WHAT THE EXERCISE ASKS:
Rewrite the data below, replacing each "instance" with "occurrence" and leaving everything else unchanged.

★ ★ ★ ★ ★ ★ ★

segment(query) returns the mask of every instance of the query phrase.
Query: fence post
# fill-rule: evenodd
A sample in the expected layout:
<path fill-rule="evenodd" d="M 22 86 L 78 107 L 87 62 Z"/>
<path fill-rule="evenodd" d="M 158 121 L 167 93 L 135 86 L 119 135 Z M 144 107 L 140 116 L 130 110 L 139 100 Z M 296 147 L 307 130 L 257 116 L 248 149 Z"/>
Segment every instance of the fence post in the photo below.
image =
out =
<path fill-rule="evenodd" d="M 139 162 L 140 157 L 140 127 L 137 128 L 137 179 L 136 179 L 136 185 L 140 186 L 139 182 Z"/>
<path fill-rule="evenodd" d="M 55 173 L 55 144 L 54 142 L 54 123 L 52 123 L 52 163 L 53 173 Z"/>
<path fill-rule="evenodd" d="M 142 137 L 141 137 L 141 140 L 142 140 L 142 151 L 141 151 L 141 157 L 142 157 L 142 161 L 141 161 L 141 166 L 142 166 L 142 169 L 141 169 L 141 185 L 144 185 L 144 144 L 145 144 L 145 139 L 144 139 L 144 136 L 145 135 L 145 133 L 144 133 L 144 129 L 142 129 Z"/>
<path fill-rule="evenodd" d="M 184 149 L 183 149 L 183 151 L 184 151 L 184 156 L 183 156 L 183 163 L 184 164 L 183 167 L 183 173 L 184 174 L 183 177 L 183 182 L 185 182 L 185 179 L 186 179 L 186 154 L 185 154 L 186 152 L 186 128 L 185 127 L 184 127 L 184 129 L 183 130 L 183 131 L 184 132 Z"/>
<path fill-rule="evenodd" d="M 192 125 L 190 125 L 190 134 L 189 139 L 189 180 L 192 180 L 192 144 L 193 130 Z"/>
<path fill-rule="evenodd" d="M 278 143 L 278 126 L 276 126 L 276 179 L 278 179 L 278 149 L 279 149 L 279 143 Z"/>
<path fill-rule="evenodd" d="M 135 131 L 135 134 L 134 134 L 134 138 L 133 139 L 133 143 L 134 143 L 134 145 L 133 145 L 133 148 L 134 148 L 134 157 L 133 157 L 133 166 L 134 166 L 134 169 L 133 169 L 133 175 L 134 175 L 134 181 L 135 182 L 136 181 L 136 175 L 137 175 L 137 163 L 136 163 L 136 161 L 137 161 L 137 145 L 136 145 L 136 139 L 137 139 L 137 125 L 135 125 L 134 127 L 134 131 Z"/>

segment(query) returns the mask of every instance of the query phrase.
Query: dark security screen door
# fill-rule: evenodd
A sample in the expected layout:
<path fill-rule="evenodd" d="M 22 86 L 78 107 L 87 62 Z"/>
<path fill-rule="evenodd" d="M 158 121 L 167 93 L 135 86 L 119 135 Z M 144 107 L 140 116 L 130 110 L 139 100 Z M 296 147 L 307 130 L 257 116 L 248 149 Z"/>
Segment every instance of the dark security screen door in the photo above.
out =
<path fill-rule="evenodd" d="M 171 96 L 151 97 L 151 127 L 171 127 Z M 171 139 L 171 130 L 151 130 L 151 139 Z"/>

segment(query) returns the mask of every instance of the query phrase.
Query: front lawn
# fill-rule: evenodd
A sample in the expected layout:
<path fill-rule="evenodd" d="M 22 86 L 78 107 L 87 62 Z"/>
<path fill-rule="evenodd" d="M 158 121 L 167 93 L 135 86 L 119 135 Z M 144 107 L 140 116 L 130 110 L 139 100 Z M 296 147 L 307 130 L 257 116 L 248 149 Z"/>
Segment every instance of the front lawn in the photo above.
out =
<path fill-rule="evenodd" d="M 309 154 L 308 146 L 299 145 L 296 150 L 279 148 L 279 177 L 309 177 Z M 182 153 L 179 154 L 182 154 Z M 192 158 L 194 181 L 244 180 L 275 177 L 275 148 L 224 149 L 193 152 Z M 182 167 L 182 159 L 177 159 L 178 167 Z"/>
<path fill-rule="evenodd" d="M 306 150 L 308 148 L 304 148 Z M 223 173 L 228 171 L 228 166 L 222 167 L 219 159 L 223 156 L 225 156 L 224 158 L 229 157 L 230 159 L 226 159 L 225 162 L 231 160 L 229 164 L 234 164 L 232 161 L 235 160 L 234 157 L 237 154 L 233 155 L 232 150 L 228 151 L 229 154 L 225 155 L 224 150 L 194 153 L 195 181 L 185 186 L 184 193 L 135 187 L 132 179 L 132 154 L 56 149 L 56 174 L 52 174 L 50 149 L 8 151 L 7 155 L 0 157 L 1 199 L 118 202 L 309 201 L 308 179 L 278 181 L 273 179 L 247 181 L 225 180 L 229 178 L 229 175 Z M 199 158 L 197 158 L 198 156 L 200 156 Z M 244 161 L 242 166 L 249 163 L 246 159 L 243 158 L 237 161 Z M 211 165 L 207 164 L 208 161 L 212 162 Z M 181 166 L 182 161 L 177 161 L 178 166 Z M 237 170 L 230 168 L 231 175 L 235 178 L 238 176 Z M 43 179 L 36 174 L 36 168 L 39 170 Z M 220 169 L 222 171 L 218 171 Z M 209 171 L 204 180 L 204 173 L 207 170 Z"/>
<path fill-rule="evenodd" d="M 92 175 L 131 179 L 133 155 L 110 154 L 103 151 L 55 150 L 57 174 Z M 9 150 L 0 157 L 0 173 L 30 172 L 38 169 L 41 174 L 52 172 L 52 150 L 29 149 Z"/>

★ ★ ★ ★ ★ ★ ★

FINISHED ANSWER:
segment(query) returns the mask of every occurrence of the query phrase.
Query: fence post
# fill-rule: evenodd
A sample in the expected layout:
<path fill-rule="evenodd" d="M 22 86 L 78 107 L 87 62 Z"/>
<path fill-rule="evenodd" d="M 158 121 L 167 93 L 135 86 L 119 135 Z M 144 107 L 140 116 L 130 110 L 139 100 Z M 296 147 L 307 130 L 257 116 L 248 149 Z"/>
Segment every occurrence of the fence post in the photo below.
image =
out =
<path fill-rule="evenodd" d="M 139 162 L 140 157 L 140 127 L 137 128 L 137 179 L 136 179 L 136 185 L 140 186 L 139 182 Z"/>
<path fill-rule="evenodd" d="M 55 173 L 55 144 L 54 142 L 54 123 L 52 123 L 52 163 L 53 173 Z"/>
<path fill-rule="evenodd" d="M 142 137 L 141 137 L 141 140 L 142 140 L 142 151 L 141 151 L 141 157 L 142 157 L 142 161 L 141 161 L 141 166 L 142 166 L 142 169 L 141 169 L 141 185 L 144 185 L 144 144 L 145 144 L 145 139 L 144 139 L 144 136 L 145 135 L 145 133 L 144 133 L 144 129 L 142 129 Z"/>
<path fill-rule="evenodd" d="M 184 149 L 183 149 L 183 151 L 184 151 L 184 156 L 183 156 L 183 163 L 184 164 L 183 167 L 183 173 L 184 174 L 183 177 L 183 182 L 185 182 L 185 179 L 186 179 L 186 154 L 185 154 L 186 152 L 186 128 L 185 127 L 184 127 L 184 129 L 183 130 L 183 131 L 184 132 Z"/>
<path fill-rule="evenodd" d="M 192 125 L 190 125 L 190 134 L 189 139 L 189 180 L 192 180 L 192 144 L 193 130 Z"/>
<path fill-rule="evenodd" d="M 278 143 L 278 126 L 276 126 L 276 179 L 278 179 L 278 149 L 279 149 L 279 143 Z"/>
<path fill-rule="evenodd" d="M 135 131 L 135 134 L 134 134 L 134 138 L 133 139 L 133 143 L 134 143 L 134 145 L 133 145 L 133 148 L 134 148 L 134 157 L 133 157 L 133 166 L 134 166 L 134 169 L 133 169 L 133 175 L 134 175 L 134 181 L 135 182 L 136 181 L 136 175 L 137 175 L 137 163 L 136 163 L 136 161 L 137 161 L 137 145 L 136 145 L 136 139 L 137 139 L 137 125 L 135 125 L 134 127 L 134 131 Z"/>

segment(query) returns the mask of every occurrence of the query phrase.
Query: dark security screen door
# fill-rule: evenodd
A sample in the expected layout:
<path fill-rule="evenodd" d="M 22 86 L 78 107 L 87 62 Z"/>
<path fill-rule="evenodd" d="M 158 121 L 167 93 L 135 86 L 119 135 Z M 144 107 L 140 116 L 130 110 L 139 100 Z M 296 147 L 307 130 L 257 116 L 248 149 Z"/>
Segment every occurrence of the dark security screen door in the photo above.
out =
<path fill-rule="evenodd" d="M 171 96 L 151 97 L 151 127 L 171 127 Z M 171 139 L 171 130 L 151 130 L 151 139 Z"/>

segment(query) returns the mask of every occurrence of the query phrase.
Query: front lawn
# fill-rule: evenodd
A sample in the expected layout:
<path fill-rule="evenodd" d="M 22 86 L 78 107 L 87 62 Z"/>
<path fill-rule="evenodd" d="M 158 121 L 167 93 L 135 86 L 119 135 Z M 144 107 L 140 116 L 130 110 L 139 100 Z M 296 147 L 307 130 L 257 116 L 248 149 Z"/>
Segment every occurrence of the front lawn in the photo above.
out =
<path fill-rule="evenodd" d="M 309 154 L 308 146 L 299 145 L 296 150 L 279 148 L 279 177 L 309 177 Z M 182 153 L 179 154 L 182 154 Z M 192 158 L 194 181 L 244 180 L 275 177 L 275 148 L 224 149 L 193 152 Z M 182 167 L 182 159 L 177 159 L 178 167 Z"/>
<path fill-rule="evenodd" d="M 306 150 L 308 148 L 304 148 Z M 223 173 L 228 171 L 228 166 L 222 167 L 219 159 L 223 156 L 225 156 L 224 158 L 229 157 L 230 159 L 226 159 L 225 162 L 231 160 L 229 164 L 234 164 L 232 161 L 235 160 L 234 157 L 237 154 L 233 155 L 232 150 L 228 151 L 229 154 L 225 155 L 224 150 L 194 153 L 195 181 L 185 186 L 184 193 L 135 187 L 132 179 L 132 154 L 56 149 L 56 174 L 52 174 L 50 149 L 8 151 L 7 155 L 0 157 L 1 199 L 118 202 L 309 201 L 308 179 L 278 181 L 273 179 L 247 181 L 225 180 L 229 178 L 229 175 Z M 199 158 L 197 158 L 198 156 L 200 156 Z M 244 161 L 242 166 L 249 163 L 246 159 L 243 158 L 237 161 Z M 211 165 L 207 164 L 208 161 L 212 162 Z M 181 166 L 182 161 L 177 161 L 178 166 Z M 237 170 L 230 168 L 231 175 L 235 178 L 238 176 Z M 43 179 L 36 174 L 36 168 L 39 170 Z M 220 169 L 222 171 L 218 171 Z M 209 171 L 204 180 L 204 173 L 207 170 Z"/>
<path fill-rule="evenodd" d="M 92 175 L 131 179 L 133 155 L 110 154 L 103 151 L 55 150 L 57 174 Z M 9 150 L 0 157 L 0 173 L 30 172 L 38 169 L 41 174 L 52 172 L 52 150 L 29 149 Z"/>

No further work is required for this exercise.